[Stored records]
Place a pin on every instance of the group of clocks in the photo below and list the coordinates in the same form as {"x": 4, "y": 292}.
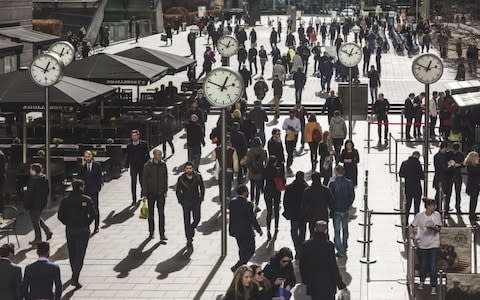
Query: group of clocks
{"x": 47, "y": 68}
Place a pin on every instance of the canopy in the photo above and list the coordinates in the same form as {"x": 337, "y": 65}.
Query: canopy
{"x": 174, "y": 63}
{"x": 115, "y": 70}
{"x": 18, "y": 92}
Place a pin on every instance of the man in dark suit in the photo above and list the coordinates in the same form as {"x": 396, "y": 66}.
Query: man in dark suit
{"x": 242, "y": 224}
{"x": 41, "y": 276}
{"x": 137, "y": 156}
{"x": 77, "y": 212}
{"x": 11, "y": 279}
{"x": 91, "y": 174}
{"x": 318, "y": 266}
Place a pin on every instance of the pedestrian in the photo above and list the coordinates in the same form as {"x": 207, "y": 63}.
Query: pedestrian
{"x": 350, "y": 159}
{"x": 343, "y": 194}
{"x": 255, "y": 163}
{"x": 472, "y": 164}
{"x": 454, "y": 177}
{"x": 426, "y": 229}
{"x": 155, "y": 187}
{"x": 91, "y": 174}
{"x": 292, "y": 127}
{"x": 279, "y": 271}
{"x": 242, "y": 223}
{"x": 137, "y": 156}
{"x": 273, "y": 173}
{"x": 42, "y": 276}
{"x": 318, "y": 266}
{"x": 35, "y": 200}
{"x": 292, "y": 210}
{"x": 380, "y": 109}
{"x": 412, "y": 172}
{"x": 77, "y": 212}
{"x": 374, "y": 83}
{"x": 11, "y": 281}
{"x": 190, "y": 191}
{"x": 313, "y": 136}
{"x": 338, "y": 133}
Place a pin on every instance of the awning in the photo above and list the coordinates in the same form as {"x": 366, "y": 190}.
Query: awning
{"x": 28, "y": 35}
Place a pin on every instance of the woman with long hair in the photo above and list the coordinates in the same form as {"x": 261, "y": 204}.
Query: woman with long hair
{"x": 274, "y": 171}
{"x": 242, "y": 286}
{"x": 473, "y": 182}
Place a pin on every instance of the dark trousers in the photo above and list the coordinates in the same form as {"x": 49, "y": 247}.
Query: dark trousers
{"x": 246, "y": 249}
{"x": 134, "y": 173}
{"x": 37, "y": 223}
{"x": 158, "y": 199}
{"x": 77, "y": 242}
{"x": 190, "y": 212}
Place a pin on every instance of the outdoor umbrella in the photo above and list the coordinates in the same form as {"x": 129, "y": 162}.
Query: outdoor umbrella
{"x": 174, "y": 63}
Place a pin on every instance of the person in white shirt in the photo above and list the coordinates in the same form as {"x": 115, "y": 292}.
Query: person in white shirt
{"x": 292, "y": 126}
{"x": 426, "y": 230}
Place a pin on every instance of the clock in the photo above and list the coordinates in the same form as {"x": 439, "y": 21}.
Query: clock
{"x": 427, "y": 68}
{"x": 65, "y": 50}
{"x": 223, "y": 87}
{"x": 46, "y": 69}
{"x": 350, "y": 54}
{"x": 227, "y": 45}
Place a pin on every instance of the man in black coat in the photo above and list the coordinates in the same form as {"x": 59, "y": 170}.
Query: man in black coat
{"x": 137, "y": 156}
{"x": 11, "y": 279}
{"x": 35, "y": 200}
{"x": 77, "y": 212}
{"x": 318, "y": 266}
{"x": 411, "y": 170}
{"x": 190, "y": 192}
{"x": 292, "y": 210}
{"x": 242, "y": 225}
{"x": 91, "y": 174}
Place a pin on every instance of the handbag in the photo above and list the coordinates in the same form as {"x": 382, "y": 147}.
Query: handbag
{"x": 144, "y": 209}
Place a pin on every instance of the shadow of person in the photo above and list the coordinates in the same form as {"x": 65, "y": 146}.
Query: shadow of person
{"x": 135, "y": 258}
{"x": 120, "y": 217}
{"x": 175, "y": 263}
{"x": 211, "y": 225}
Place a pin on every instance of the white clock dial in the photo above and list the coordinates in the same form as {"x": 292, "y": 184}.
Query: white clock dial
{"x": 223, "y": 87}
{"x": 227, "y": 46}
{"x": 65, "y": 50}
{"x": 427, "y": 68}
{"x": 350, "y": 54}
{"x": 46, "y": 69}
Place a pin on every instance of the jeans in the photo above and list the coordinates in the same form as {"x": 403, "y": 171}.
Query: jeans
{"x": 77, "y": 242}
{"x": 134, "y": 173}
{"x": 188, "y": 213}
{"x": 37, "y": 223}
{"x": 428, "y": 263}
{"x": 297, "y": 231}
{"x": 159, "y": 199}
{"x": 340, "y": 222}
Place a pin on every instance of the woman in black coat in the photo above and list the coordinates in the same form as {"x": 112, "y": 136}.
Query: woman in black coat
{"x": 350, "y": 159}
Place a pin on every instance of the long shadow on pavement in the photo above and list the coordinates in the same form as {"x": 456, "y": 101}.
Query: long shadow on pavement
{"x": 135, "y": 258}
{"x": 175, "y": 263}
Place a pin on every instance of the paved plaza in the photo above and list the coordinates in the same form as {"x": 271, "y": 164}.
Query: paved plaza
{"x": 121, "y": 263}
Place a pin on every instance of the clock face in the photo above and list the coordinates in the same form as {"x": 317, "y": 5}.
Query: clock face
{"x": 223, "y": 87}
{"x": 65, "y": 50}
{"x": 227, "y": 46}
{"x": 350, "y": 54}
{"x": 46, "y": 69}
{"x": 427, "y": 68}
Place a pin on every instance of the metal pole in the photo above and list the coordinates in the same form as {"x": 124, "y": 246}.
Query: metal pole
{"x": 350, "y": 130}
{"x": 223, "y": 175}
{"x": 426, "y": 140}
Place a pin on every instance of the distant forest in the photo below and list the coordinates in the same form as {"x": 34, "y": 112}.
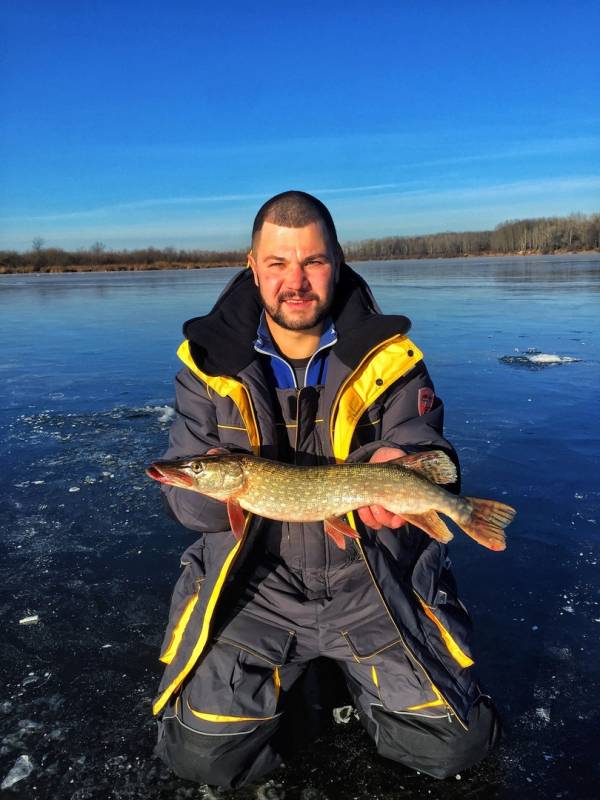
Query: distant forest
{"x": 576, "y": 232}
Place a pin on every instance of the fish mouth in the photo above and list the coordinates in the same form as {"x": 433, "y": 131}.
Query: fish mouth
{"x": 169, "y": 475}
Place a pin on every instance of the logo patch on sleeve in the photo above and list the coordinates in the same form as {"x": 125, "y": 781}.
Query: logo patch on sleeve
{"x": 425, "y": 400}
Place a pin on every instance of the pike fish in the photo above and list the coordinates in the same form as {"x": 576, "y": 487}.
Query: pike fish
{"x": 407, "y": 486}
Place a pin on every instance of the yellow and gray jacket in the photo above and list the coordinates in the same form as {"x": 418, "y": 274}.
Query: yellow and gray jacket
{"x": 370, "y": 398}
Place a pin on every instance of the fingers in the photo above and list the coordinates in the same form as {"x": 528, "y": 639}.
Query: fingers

* _Short exercise_:
Can you write out all the entries above again, replacing "in the same form as" with "in the same format as" and keeping everything else unchanged? Leave out the pictures.

* _Exercise solution_:
Place a pin on every instance of the group of clocks in the photo below and list the coordinates in the same format as {"x": 4, "y": 292}.
Query: group of clocks
{"x": 47, "y": 68}
Place a pin on every instance of the canopy in the photo above and list the coordinates in the same format as {"x": 337, "y": 65}.
Query: canopy
{"x": 174, "y": 63}
{"x": 115, "y": 70}
{"x": 18, "y": 92}
Place a pin on every instance of the man in dark suit in the photo above and list the coordinates in the same format as {"x": 396, "y": 66}.
Query: man in dark suit
{"x": 242, "y": 224}
{"x": 41, "y": 276}
{"x": 137, "y": 156}
{"x": 77, "y": 212}
{"x": 11, "y": 279}
{"x": 91, "y": 174}
{"x": 318, "y": 266}
Place a pin on every instance of the pedestrian in the photo above and list the coordinates in the same format as {"x": 207, "y": 63}.
Query: pedestrian
{"x": 350, "y": 159}
{"x": 343, "y": 194}
{"x": 255, "y": 163}
{"x": 472, "y": 164}
{"x": 454, "y": 177}
{"x": 426, "y": 229}
{"x": 155, "y": 187}
{"x": 91, "y": 174}
{"x": 292, "y": 127}
{"x": 279, "y": 271}
{"x": 242, "y": 223}
{"x": 137, "y": 156}
{"x": 273, "y": 173}
{"x": 42, "y": 276}
{"x": 318, "y": 266}
{"x": 35, "y": 200}
{"x": 292, "y": 210}
{"x": 380, "y": 109}
{"x": 412, "y": 172}
{"x": 77, "y": 212}
{"x": 374, "y": 83}
{"x": 11, "y": 281}
{"x": 190, "y": 191}
{"x": 313, "y": 136}
{"x": 338, "y": 133}
Place a pin on every instance of the awning in the photo above and list the coordinates in the same format as {"x": 366, "y": 190}.
Query: awning
{"x": 28, "y": 35}
Place a pin on every instance of the woman with long hair in the photo above and list the coordinates in the same format as {"x": 261, "y": 204}.
Query: woman with long hair
{"x": 274, "y": 171}
{"x": 242, "y": 286}
{"x": 473, "y": 182}
Place a pin on every instance of the dark trousers in the photo above and list the coordinates in the same format as {"x": 49, "y": 247}.
Query: dark trousers
{"x": 246, "y": 249}
{"x": 134, "y": 173}
{"x": 37, "y": 223}
{"x": 158, "y": 199}
{"x": 77, "y": 242}
{"x": 190, "y": 212}
Place a pin on every instance of the outdoor umbrella in the photo above and list the coordinates in the same format as {"x": 129, "y": 162}.
Query: outdoor umbrella
{"x": 174, "y": 63}
Place a pin on every instance of the person in white shirt in the photo above and list the coordinates in the same format as {"x": 115, "y": 292}.
Query: person in white shirt
{"x": 292, "y": 126}
{"x": 426, "y": 230}
Place a pin on every instance of the clock in the photo above and list the coordinates in the same format as {"x": 439, "y": 21}.
Query: clock
{"x": 427, "y": 68}
{"x": 65, "y": 50}
{"x": 223, "y": 87}
{"x": 46, "y": 69}
{"x": 350, "y": 54}
{"x": 227, "y": 45}
Place a pin on every instance of the man in black coat in the photo above and list the coordinates in the same format as {"x": 59, "y": 170}.
Query: man in black coat
{"x": 137, "y": 156}
{"x": 11, "y": 279}
{"x": 35, "y": 200}
{"x": 77, "y": 212}
{"x": 318, "y": 266}
{"x": 411, "y": 170}
{"x": 190, "y": 192}
{"x": 292, "y": 210}
{"x": 242, "y": 225}
{"x": 91, "y": 174}
Place a pin on every instance of the handbag in the photo above and list the coordinates in the same format as {"x": 382, "y": 147}.
Query: handbag
{"x": 144, "y": 209}
Place a pin on every instance of the shadow of person in the photo above and list the coordinates in the same format as {"x": 65, "y": 146}.
Query: shadow of person
{"x": 135, "y": 258}
{"x": 120, "y": 217}
{"x": 175, "y": 263}
{"x": 211, "y": 225}
Place a pin on every instance of the white clock dial in the photo above and list the coordinates in the same format as {"x": 292, "y": 184}.
Query: white clock dial
{"x": 223, "y": 87}
{"x": 227, "y": 46}
{"x": 65, "y": 50}
{"x": 427, "y": 68}
{"x": 350, "y": 54}
{"x": 46, "y": 69}
Place a pin on every instance of the jeans in the photo above and list the coordinates in the same format as {"x": 403, "y": 171}.
Query: jeans
{"x": 77, "y": 242}
{"x": 134, "y": 173}
{"x": 188, "y": 213}
{"x": 37, "y": 223}
{"x": 428, "y": 263}
{"x": 297, "y": 231}
{"x": 159, "y": 199}
{"x": 340, "y": 222}
Place a pin on every instance of the woman in black coat in the photo above and list the coordinates in the same format as {"x": 112, "y": 136}.
Query: woman in black coat
{"x": 350, "y": 159}
Place a pin on every instance of the long shadow on pavement in the photo above and list the coordinates in the same format as {"x": 456, "y": 101}.
Query: long shadow on pavement
{"x": 135, "y": 258}
{"x": 175, "y": 263}
Place a pin on every instance of the paved plaza in the photo above and list the coordinates in the same format as {"x": 271, "y": 164}.
Query: paved plaza
{"x": 121, "y": 263}
Place a pin on every instance of the clock face in the photo above and list the coordinates in the same format as {"x": 317, "y": 5}.
Query: clock face
{"x": 223, "y": 87}
{"x": 65, "y": 50}
{"x": 227, "y": 46}
{"x": 350, "y": 54}
{"x": 46, "y": 69}
{"x": 427, "y": 68}
Place a pin on every instance of the metal pole in the photo above and list the coordinates in the same format as {"x": 124, "y": 246}.
Query: metal pole
{"x": 350, "y": 130}
{"x": 223, "y": 175}
{"x": 426, "y": 140}
Place a pin on every instance of the distant forest in the photo below and list the coordinates in the same format as {"x": 34, "y": 112}.
Query: distant forest
{"x": 576, "y": 232}
Place a pin on every instance of the fish mouth in the photo above and list the coordinates in the same format as {"x": 433, "y": 131}.
Query: fish mouth
{"x": 169, "y": 475}
Place a pin on every instance of the logo patch on sleeve in the photo above and list the coordinates in the same format as {"x": 125, "y": 781}.
Query: logo patch on sleeve
{"x": 425, "y": 400}
Place a pin on every instance of the pike fish in the photo above and list the coordinates in the same format as {"x": 576, "y": 487}.
Query: pike fish
{"x": 407, "y": 486}
Place a pin on every instance of the yellow and gray jacket in the photo above and list the coordinates in the same format as {"x": 418, "y": 274}.
Query: yellow and gray jacket
{"x": 370, "y": 398}
Place a pin on every instance of the fingers in the photo above and list the coordinates in the same format as {"x": 528, "y": 639}.
Query: fingers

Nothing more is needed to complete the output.